REQUIRED WORK
• A. In the article on Iowa's new school mental health initiative, which two institutions make up the partnership behind the Iowa Center for School Mental Health?
• B. Write the next part of the article on Iowa's school mental health initiative, picking up after its final sentence.

DOCUMENT EXTRACT
<<<<
Gov. Kim Reynolds announced several new education programs Wednesday, including a $20 million initiative to offer additional mental health resources to Iowa schools.

The Iowa Center for School Mental Health is a partnership between the Department of Education and the University of Iowa. College of Education Dean Daniel Clay said the center will serve three main purposes: training teachers and staff to recognize and support student mental health needs, researching best practices for school mental health, and a providing a clinical service for educators to use in times of individual or collective stress.

“We’ve already been providing some service to school districts around the state the last couple years,” Clay said. “This money will allow us to scale up so that we can provide services to all the schools that need it and not just those few schools that can afford to pay for those services now.”
>>>>
DATASET RECORDS
<<<<
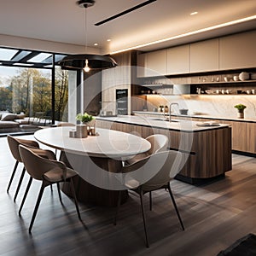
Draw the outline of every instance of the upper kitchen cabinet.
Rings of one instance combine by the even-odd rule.
[[[189,44],[167,49],[167,74],[189,73]]]
[[[160,49],[138,55],[137,76],[156,77],[167,74],[167,50]],[[144,67],[142,68],[141,67]]]
[[[218,70],[218,38],[190,44],[190,73]]]
[[[256,67],[256,31],[219,38],[219,69]]]

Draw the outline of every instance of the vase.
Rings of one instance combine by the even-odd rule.
[[[88,125],[77,125],[76,137],[79,138],[87,137],[88,136]]]
[[[243,112],[243,110],[238,110],[237,118],[238,119],[243,119],[244,118],[244,112]]]

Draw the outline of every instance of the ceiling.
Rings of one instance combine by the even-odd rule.
[[[248,16],[254,17],[250,21],[137,49],[153,50],[256,29],[256,0],[157,0],[103,25],[94,25],[145,1],[96,0],[95,5],[87,9],[85,26],[85,9],[79,8],[76,0],[1,0],[0,35],[87,44],[106,54]],[[195,11],[198,14],[189,15]],[[94,46],[95,43],[98,46]]]

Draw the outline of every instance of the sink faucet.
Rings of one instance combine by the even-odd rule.
[[[178,104],[177,102],[173,102],[173,103],[170,104],[170,107],[169,107],[169,122],[172,122],[171,111],[172,111],[172,107],[173,105],[177,105],[177,108],[178,108]]]

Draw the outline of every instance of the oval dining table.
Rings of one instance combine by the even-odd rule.
[[[96,136],[84,138],[69,137],[75,126],[41,129],[34,133],[39,143],[61,150],[60,160],[79,173],[74,181],[78,200],[100,206],[116,206],[118,192],[122,190],[122,202],[128,197],[122,188],[122,160],[147,152],[151,144],[147,140],[122,131],[96,128]],[[121,175],[121,173],[119,173]],[[71,196],[68,183],[62,191]]]

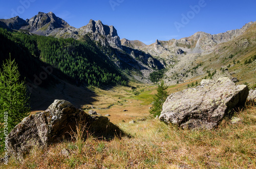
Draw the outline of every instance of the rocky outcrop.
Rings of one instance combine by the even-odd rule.
[[[249,91],[249,95],[247,98],[247,100],[249,102],[256,102],[256,90],[250,90]]]
[[[103,25],[100,20],[94,21],[91,19],[86,26],[79,29],[79,34],[81,35],[89,34],[92,40],[104,41],[105,38],[111,45],[114,47],[121,47],[121,41],[117,35],[117,31],[113,26]],[[103,45],[106,45],[102,43]]]
[[[70,102],[56,100],[45,111],[25,117],[8,134],[11,154],[22,159],[34,146],[46,148],[53,143],[70,138],[77,122],[86,125],[98,138],[112,138],[123,132],[103,116],[91,116]]]
[[[0,19],[0,26],[11,30],[18,30],[20,28],[28,25],[26,20],[20,18],[18,16],[8,19]]]
[[[229,110],[244,105],[249,89],[228,78],[203,80],[201,85],[172,93],[163,105],[159,119],[182,128],[211,129]]]
[[[48,13],[38,12],[38,14],[28,20],[29,25],[36,29],[39,29],[47,24],[53,26],[53,29],[66,28],[69,25],[62,19],[56,16],[50,12]]]

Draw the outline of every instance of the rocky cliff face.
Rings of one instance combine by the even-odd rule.
[[[121,44],[117,31],[113,26],[103,25],[100,20],[91,20],[80,28],[70,26],[53,13],[39,12],[36,15],[25,20],[18,16],[9,19],[0,19],[0,26],[11,30],[23,30],[44,36],[79,39],[88,35],[92,40],[99,41],[103,46],[109,45],[121,49]]]
[[[0,26],[11,30],[19,30],[20,28],[28,26],[27,21],[18,16],[8,19],[0,19]]]
[[[121,47],[121,41],[115,28],[103,25],[100,20],[91,19],[87,26],[79,28],[78,32],[81,35],[89,34],[92,40],[101,42],[103,46],[107,45],[104,40],[105,38],[110,45]]]

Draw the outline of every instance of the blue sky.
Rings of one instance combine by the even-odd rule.
[[[77,28],[91,19],[101,20],[114,26],[120,38],[147,44],[198,31],[225,32],[256,21],[255,0],[0,0],[0,18],[18,15],[26,19],[52,11]]]

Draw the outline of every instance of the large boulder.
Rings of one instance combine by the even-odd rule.
[[[183,128],[211,129],[229,110],[244,106],[248,92],[247,86],[236,86],[228,78],[203,80],[200,86],[170,94],[159,119]]]
[[[22,159],[34,146],[42,148],[70,138],[77,123],[82,122],[98,138],[113,138],[123,132],[103,116],[91,116],[70,102],[56,100],[45,111],[30,115],[17,125],[8,135],[11,154]]]
[[[247,100],[249,102],[256,102],[256,90],[250,90],[249,91],[249,95],[248,95]]]

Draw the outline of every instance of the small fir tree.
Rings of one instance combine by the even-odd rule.
[[[14,60],[6,60],[0,71],[0,129],[1,140],[6,137],[4,129],[9,132],[30,112],[27,86],[20,82],[20,74]]]
[[[157,87],[157,93],[153,96],[153,103],[152,108],[150,110],[150,113],[154,116],[159,116],[162,111],[163,104],[168,95],[166,91],[168,86],[164,85],[163,81],[161,81]]]

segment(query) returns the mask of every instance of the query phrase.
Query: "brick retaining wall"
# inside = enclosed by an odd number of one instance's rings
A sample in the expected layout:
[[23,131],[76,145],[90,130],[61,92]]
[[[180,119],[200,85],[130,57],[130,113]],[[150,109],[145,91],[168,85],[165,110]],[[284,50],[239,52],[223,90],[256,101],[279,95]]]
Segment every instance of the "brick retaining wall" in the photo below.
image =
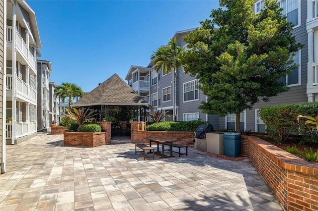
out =
[[318,165],[254,136],[242,136],[247,156],[284,208],[318,210]]
[[64,131],[68,129],[66,127],[51,127],[51,134],[52,135],[63,134]]
[[105,132],[64,132],[64,145],[65,146],[94,147],[105,145]]
[[193,146],[194,132],[188,131],[152,131],[141,130],[142,122],[132,122],[130,138],[132,141],[140,143],[149,143],[149,141],[144,139],[145,137],[169,137],[176,138],[178,141],[173,143]]

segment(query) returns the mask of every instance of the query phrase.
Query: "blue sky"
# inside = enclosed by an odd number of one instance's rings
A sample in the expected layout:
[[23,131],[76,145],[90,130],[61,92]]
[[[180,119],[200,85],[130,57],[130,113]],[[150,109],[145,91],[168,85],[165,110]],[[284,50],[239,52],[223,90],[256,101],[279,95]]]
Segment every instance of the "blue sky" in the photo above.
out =
[[132,65],[146,66],[176,31],[200,26],[212,0],[26,0],[35,12],[41,59],[52,62],[50,81],[90,91]]

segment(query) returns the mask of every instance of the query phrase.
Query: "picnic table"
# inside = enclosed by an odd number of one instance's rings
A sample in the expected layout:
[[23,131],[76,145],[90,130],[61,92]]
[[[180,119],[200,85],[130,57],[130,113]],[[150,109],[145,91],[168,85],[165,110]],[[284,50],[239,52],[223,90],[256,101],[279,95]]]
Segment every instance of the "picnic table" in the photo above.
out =
[[[168,137],[146,137],[146,139],[149,140],[149,145],[151,147],[152,142],[157,143],[157,151],[155,152],[156,154],[161,156],[159,158],[171,158],[174,157],[172,155],[172,143],[174,141],[178,141],[176,139],[173,139]],[[170,156],[164,155],[164,144],[170,145]],[[159,151],[159,144],[161,145],[161,152]]]

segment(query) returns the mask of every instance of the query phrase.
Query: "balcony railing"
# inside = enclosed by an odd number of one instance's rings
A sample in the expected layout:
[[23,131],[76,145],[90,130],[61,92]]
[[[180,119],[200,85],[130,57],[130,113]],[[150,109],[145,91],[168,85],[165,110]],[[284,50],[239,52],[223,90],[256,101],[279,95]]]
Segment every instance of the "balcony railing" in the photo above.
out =
[[[6,75],[6,91],[12,91],[12,76],[11,74]],[[36,91],[28,86],[20,78],[16,79],[16,89],[17,93],[36,102]]]
[[[12,43],[12,28],[11,26],[6,26],[6,41]],[[27,46],[25,42],[20,35],[18,31],[15,30],[16,38],[16,46],[20,50],[22,54],[25,57],[25,58],[29,61],[31,66],[35,70],[36,70],[36,59],[34,56],[29,51],[29,48]]]
[[[5,123],[5,138],[12,138],[12,123]],[[36,132],[36,122],[18,122],[16,123],[16,138],[32,134]]]
[[44,109],[49,109],[49,101],[46,99],[43,100],[43,106]]
[[318,85],[318,62],[313,64],[313,73],[314,85]]
[[[139,83],[138,84],[138,82]],[[139,86],[138,86],[139,84]],[[141,88],[150,89],[150,82],[148,81],[139,80],[134,82],[132,86],[134,90],[138,90]]]

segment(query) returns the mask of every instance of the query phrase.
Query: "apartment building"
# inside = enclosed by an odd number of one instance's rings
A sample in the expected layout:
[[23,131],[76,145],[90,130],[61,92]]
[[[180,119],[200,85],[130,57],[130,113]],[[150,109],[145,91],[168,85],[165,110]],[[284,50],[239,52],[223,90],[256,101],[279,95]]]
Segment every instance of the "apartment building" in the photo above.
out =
>>>>
OUTPUTS IN ORDER
• A. The Department of Education and the University of Iowa.

• B.
The center, operating from University of Iowa’s campus, will bring together faculty from University of Iowa’s education, nursing, social work, psychiatry and public health departments and from other Regents institutions, Clay said. He anticipates the University of Iowa will hire additional faculty to help teach school counselors and psychologists. The center will also employ additional clinical and consultation professionals to help intervene in crises, especially those where a community is dealing with a tragedy together.

“The principal and the school counselors may be a part of the traumatized group of individuals,” Clay said. “They wouldn’t be able to lead a trauma response because they were also a victim.”

Reynolds, Clay and Ann Lebo, director of the Iowa Department of Education, emphasized that mental health resources were essential as teachers and students process the COVID-19 pandemic.

“Depression, anxiety has been a real challenge for the kids in our schools prior to COVID,” Clay said. “I think the social isolation and the stress of that pandemic has really exacerbated the mental health issues.”

The department will use federal money from the Elementary and Secondary School Emergency Relief (ESSER ll) Fund to start the program. Clay said he hopes the center will become financially sustainable through faculty research grants and charitable donations.

The Department of Education will also allocate an additional $10 million in federal funds to the Waterloo and Council Bluffs school districts, Reynolds announced Wednesday.

The Waterloo Community School District plans to use $3 million to address the achievement gap between white students and students of color.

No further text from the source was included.